During a press junket for the first movie, the cast revealed to Buzznet that the faux-vomit was also apparently a mixture of pineapple juice, tomato juice, and chicken noodle soup. (Is anyone else gagging at the thought of that, or is it just me?)

There was a lot of room for improv

Multiple cast members described the flexibility for improv in the scripts for both Pitch Perfect and PP2. As Banks told Collider, scriptwriter Kay Cannon "wrote amazing jokes, so we had this great script," but was working on 30 Rock when filming began. "John Michael Higgins [who played Banks' fellow aca-judge, John] was hired because he's one of the best improv actors of all time so we were going to make use of it...We did the script, and then we played and played and played."

Ester Dean, who played Cynthia Rose, described a similar situation in an interview with NYLON, saying that in Pitch Perfect 2, Banks "gave me the perfect freedom to go out there and try a lot of things...It was like, 'These are your lines, but Ester, SAY SOMETHING, OKAY? Try this...do whatever you wanna do.'"

Castmates Hailee Steinfeld and Brittany Snow echoed that sentiment, with Snow saying in a 2015 interview with Collider that in Pitch Perfect 2, "[Banks] knew that the more time that was given for improv, the more little things there would be that could get picked up, along the way...We felt safe with each other because we knew each other better, so there was a collaborative atmosphere, this time around. There was on the first one too, but we knew each other's comedy so well, we really had a chance to play."

Rebel Wilson was hand-picked

Via the 2012 press junket for the original movie, Buzznet published some awesome tidbits that the cast revealed about Wilson and her role as Fat Amy. First, the nickname Fat Amy actually originated with Amy Poehler: when she was pregnant, Cannon (Amy Poehler's close friend, and scriptwriter for PP) asked her how she was doing, and Poehler replied that she felt "like Fat Amy" — which Cannon then took and used in the movie. 

Cannon also approached Wilson via Facebook about playing the Fat Amy role, and although social media can be a bit of a double-edged sword, we can all thank our lucky stars that Facebook facilitated Wilson being cast in the movie! Most surprisingly, Wilson had originally planned to use an American accent in the movie, but she later stuck with her native Aussie accent after director Jason Moore heard her regular voice.

Castmates are friends in real life

Given how well the cast gets along on screen, it's not a surprise to learn that they get along in real life, too. Lee told Young Hollywood that "Filming was like summer camp. We were there four weeks prior to filming — we would have four hours of dance and two hours of singing a day...We're still friends now...We were all from a different place, yet we were altogether making this beautiful and fun movie together."

Perhaps not surprisingly, those friendships have remained intact. Snow told Refinery29 that she and co-star Kelley Jackle, who played the role of Jessica in PP and PP2, live together in L.A. and "share everything...we do share beauty tips, like the braids that we find on Pinterest and want to try."

Perhaps the most impressive post-filming IRL relationship comes from Camp and Skylar Astin, who got married in 2016. Cast-mates Wilson, Banks, and Ben Platt attended their fall wedding in California, according to People, and Snow was even one of their bridesmaids. "It's funny since I've known them from the beginning of them meeting and dating, and to now see them get married is pretty surreal," Snow told People. She also said that the whole cast remains close to each other, noting that "we're on a massive text chain with each other...We all really love and support each other."

Extracted material —
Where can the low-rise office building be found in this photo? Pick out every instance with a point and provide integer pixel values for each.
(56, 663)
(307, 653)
--
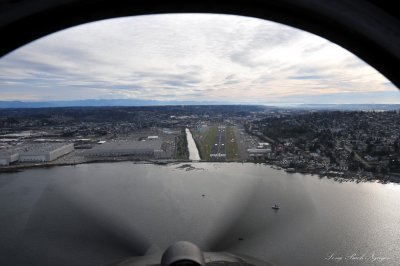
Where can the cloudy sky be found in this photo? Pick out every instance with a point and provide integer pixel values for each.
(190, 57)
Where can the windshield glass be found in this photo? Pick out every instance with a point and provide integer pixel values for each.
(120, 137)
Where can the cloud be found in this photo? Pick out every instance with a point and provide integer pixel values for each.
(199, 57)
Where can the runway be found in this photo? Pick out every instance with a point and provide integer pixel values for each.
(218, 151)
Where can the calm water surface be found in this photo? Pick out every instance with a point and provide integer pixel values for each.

Task list —
a - For each statement, say whether it agrees with the article about the Pitch Perfect cast. Answer yes or no and quote the words from the article that decide it.
(i) Rebel Wilson first planned to use an American accent in the movie.
(ii) Brittany Snow and Kelley Jackle live together in New York.
(iii) Ben Platt was one of the bridesmaids at the wedding of Camp and Skylar Astin.
b - Echo everything in the article about the Pitch Perfect cast from "Rebel Wilson was" down to "in the movie.".
This material isn't needed.

Answers provided —
a -
(i) Yes: "Wilson had originally planned to use an American accent in the movie"
(ii) No: "live together in L.A."
(iii) No: "Snow was even one of their bridesmaids"

b -
Rebel Wilson was hand-picked

Via the 2012 press junket for the original movie, Buzznet published some awesome tidbits that the cast revealed about Wilson and her role as Fat Amy. First, the nickname Fat Amy actually originated with Amy Poehler: when she was pregnant, Cannon (Amy Poehler's close friend, and scriptwriter for PP) asked her how she was doing, and Poehler replied that she felt "like Fat Amy" — which Cannon then took and used in the movie.